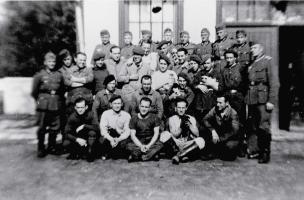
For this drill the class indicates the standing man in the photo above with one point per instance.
(146, 91)
(204, 48)
(102, 98)
(115, 64)
(144, 134)
(81, 132)
(114, 127)
(105, 45)
(260, 98)
(126, 50)
(222, 43)
(78, 80)
(182, 135)
(223, 125)
(48, 91)
(185, 43)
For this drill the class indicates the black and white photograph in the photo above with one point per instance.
(152, 99)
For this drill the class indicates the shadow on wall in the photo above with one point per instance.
(15, 96)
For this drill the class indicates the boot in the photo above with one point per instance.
(183, 153)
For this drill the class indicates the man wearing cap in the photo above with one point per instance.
(101, 101)
(115, 63)
(195, 64)
(131, 73)
(260, 98)
(114, 127)
(205, 47)
(185, 43)
(222, 43)
(105, 45)
(48, 91)
(147, 91)
(78, 80)
(100, 72)
(126, 49)
(147, 37)
(183, 64)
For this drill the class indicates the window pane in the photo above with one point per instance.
(168, 11)
(157, 31)
(134, 28)
(145, 11)
(133, 12)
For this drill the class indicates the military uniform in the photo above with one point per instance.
(48, 91)
(263, 88)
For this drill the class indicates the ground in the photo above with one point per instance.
(23, 176)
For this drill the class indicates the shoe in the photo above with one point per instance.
(175, 160)
(41, 154)
(73, 157)
(264, 158)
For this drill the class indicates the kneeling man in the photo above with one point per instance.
(182, 135)
(144, 133)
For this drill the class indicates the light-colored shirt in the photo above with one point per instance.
(118, 121)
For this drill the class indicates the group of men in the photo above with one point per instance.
(142, 102)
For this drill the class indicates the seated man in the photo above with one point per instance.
(144, 134)
(81, 132)
(101, 102)
(182, 136)
(223, 124)
(114, 127)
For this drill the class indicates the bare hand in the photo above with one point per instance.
(269, 106)
(79, 128)
(81, 142)
(215, 137)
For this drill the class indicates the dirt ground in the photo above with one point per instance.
(23, 176)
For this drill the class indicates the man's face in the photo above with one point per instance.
(116, 105)
(230, 58)
(184, 38)
(81, 61)
(144, 108)
(111, 86)
(50, 63)
(194, 65)
(146, 85)
(182, 82)
(163, 66)
(181, 57)
(256, 50)
(137, 59)
(208, 64)
(241, 39)
(221, 104)
(181, 108)
(100, 62)
(67, 61)
(146, 47)
(164, 49)
(168, 36)
(127, 39)
(105, 39)
(221, 34)
(115, 54)
(81, 107)
(205, 36)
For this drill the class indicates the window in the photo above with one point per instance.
(137, 15)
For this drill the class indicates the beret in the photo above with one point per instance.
(196, 58)
(104, 32)
(164, 57)
(138, 51)
(109, 79)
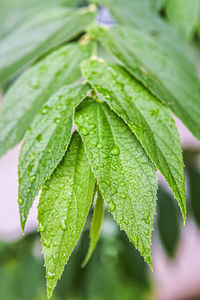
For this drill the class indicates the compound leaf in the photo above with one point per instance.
(34, 87)
(96, 224)
(126, 177)
(149, 119)
(45, 143)
(157, 69)
(63, 208)
(36, 36)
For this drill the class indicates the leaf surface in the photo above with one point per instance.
(157, 69)
(34, 87)
(149, 119)
(36, 36)
(125, 175)
(184, 15)
(46, 142)
(63, 208)
(96, 224)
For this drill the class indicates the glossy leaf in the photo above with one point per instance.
(149, 119)
(141, 14)
(36, 36)
(34, 87)
(184, 15)
(96, 224)
(168, 222)
(45, 143)
(125, 175)
(63, 208)
(157, 69)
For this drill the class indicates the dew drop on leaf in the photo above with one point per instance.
(41, 227)
(20, 201)
(123, 195)
(115, 150)
(32, 179)
(50, 275)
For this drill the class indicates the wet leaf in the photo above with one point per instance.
(149, 119)
(63, 208)
(125, 175)
(34, 87)
(45, 143)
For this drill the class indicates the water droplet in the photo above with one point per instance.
(113, 190)
(57, 120)
(20, 201)
(84, 131)
(63, 225)
(39, 137)
(123, 195)
(41, 227)
(34, 83)
(44, 109)
(32, 179)
(99, 146)
(50, 275)
(112, 206)
(28, 190)
(115, 150)
(46, 243)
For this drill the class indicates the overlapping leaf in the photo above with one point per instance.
(157, 69)
(184, 15)
(125, 175)
(141, 14)
(34, 87)
(96, 224)
(45, 143)
(63, 208)
(149, 119)
(37, 35)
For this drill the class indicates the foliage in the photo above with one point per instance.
(122, 111)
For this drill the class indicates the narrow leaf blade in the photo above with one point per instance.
(125, 175)
(45, 143)
(160, 71)
(149, 119)
(63, 208)
(95, 229)
(40, 33)
(34, 87)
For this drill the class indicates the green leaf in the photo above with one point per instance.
(125, 175)
(168, 222)
(34, 87)
(95, 226)
(142, 15)
(63, 208)
(184, 15)
(39, 34)
(157, 69)
(149, 119)
(45, 143)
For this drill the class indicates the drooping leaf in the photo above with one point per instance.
(141, 14)
(125, 175)
(157, 69)
(39, 34)
(46, 142)
(63, 208)
(168, 222)
(194, 190)
(96, 224)
(149, 119)
(34, 87)
(184, 15)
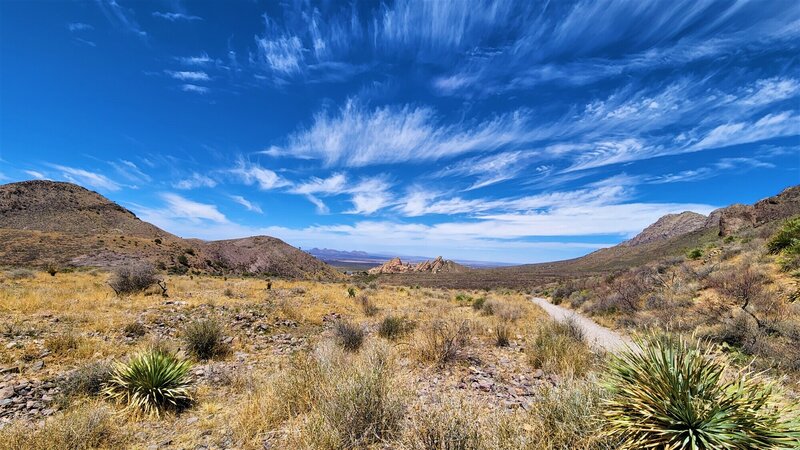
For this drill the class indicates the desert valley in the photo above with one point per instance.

§

- **About this exercise**:
A faithful copy of every record is required, with no pictures included.

- **Answer space**:
For this drill the class indicates the standing man in the photo above with one point per instance.
(146, 91)
(204, 48)
(102, 98)
(115, 64)
(144, 134)
(81, 132)
(114, 127)
(105, 45)
(260, 98)
(126, 50)
(222, 43)
(78, 80)
(182, 135)
(223, 125)
(48, 91)
(185, 43)
For this drill the class indicates the black and white photograph in the photo above with one point per instance.
(152, 99)
For this drill the class indicates the shadow on wall in the photo above with one point per instance.
(15, 96)
For this drill the class indicates the boot in the photo above with one point per instance.
(183, 153)
For this drill the class indicates the man wearing cap in the photo above with one point per instance.
(101, 101)
(115, 63)
(195, 64)
(131, 73)
(260, 98)
(114, 127)
(205, 47)
(185, 43)
(222, 43)
(105, 45)
(48, 91)
(147, 91)
(78, 80)
(100, 72)
(126, 49)
(147, 37)
(183, 64)
For this drill the class indicates the window pane in the photo above with one point per instance.
(168, 11)
(157, 31)
(134, 28)
(145, 11)
(133, 12)
For this drill the class indicates the military uniform in the photo above with one point per instance.
(48, 91)
(263, 88)
For this drill the class indicates the ground in the photo above with one point per instance.
(23, 176)
For this drill the class indicates the shoe in the photo above with one point per instance.
(175, 160)
(41, 154)
(73, 157)
(264, 158)
For this drill the class indicates the kneeling man in the photo above with one point per instance.
(182, 135)
(144, 133)
For this drill the class indicates the light-colored shirt in the photo above with one point per instance.
(118, 121)
For this drill the class indicates the group of men in the photo above with one point per instance.
(142, 102)
For this drill the class indicates the seated man in the photo above with one point per instance.
(144, 134)
(81, 132)
(101, 102)
(182, 136)
(223, 124)
(114, 127)
For this drill the class indicates the bare hand in the photo above with one point per instance.
(269, 106)
(79, 128)
(81, 142)
(215, 137)
For this drill the class indicates the dirt ground in the photo above with one point per instance.
(23, 176)
For this drill the class indicates the man's face in the photo above with one point per instance.
(116, 105)
(230, 58)
(184, 38)
(81, 61)
(144, 108)
(111, 86)
(50, 63)
(194, 65)
(146, 85)
(182, 82)
(163, 66)
(181, 57)
(256, 50)
(137, 59)
(208, 64)
(241, 39)
(221, 104)
(181, 108)
(100, 62)
(67, 61)
(146, 47)
(164, 49)
(168, 36)
(127, 39)
(105, 39)
(221, 34)
(115, 54)
(81, 107)
(205, 36)
For this drill the class indicates the window in the photo above with one point per instance.
(137, 15)
For this drill the class indicates the beret in the photo above with one point per instance.
(196, 58)
(104, 32)
(164, 57)
(138, 51)
(109, 79)
For this drill the class indicates the compound leaf in the photo above with one point per instance.
(34, 87)
(96, 224)
(126, 177)
(149, 119)
(45, 143)
(157, 69)
(63, 208)
(36, 36)
For this drill the class indicates the leaf surface in the photo above with one point per instance.
(157, 69)
(34, 87)
(149, 119)
(36, 36)
(125, 175)
(184, 15)
(46, 142)
(63, 208)
(96, 224)
For this drill the class indicates the glossy leaf in the photo above with one point per instance.
(149, 119)
(141, 14)
(36, 36)
(34, 87)
(184, 15)
(96, 224)
(168, 222)
(45, 143)
(125, 175)
(63, 208)
(157, 69)
For this drill the class indicates the dew drop on leaf in the photo above with one point per instance.
(41, 227)
(20, 201)
(123, 195)
(115, 150)
(32, 179)
(50, 275)
For this drill the class indicates the wet leaf in the photo above with one point per instance.
(149, 119)
(63, 208)
(125, 175)
(34, 87)
(45, 143)
For this drill the class indicates the water droplet in the photo above with one point per instance.
(113, 190)
(57, 120)
(20, 201)
(84, 131)
(63, 225)
(39, 137)
(123, 195)
(41, 227)
(34, 83)
(44, 109)
(32, 179)
(99, 146)
(50, 275)
(112, 206)
(28, 190)
(115, 150)
(46, 243)
For this drill the class indicates the overlapping leaf in the photo above with one point per instance.
(157, 69)
(184, 15)
(125, 175)
(141, 14)
(34, 87)
(96, 224)
(45, 143)
(63, 208)
(149, 119)
(37, 35)
For this drill the class indicates the foliage in the photo above with one point per instance.
(122, 111)
For this drill the class indicates the narrow leaf blade in the photo above with one point per instance.
(125, 175)
(45, 143)
(160, 71)
(149, 119)
(63, 208)
(95, 229)
(40, 33)
(34, 87)
For this drill the class indicates the green leaf in the photo above with one point per instance.
(125, 175)
(168, 222)
(34, 87)
(95, 226)
(142, 15)
(63, 208)
(184, 15)
(39, 34)
(157, 69)
(149, 119)
(45, 143)
For this drill the class indicates the drooping leaf in the photo above with one point per instance.
(141, 14)
(125, 175)
(157, 69)
(39, 34)
(46, 142)
(63, 208)
(168, 222)
(194, 190)
(96, 224)
(149, 119)
(34, 87)
(184, 15)
For this drill the class indicates the desert valley in the photo above with one point per instance.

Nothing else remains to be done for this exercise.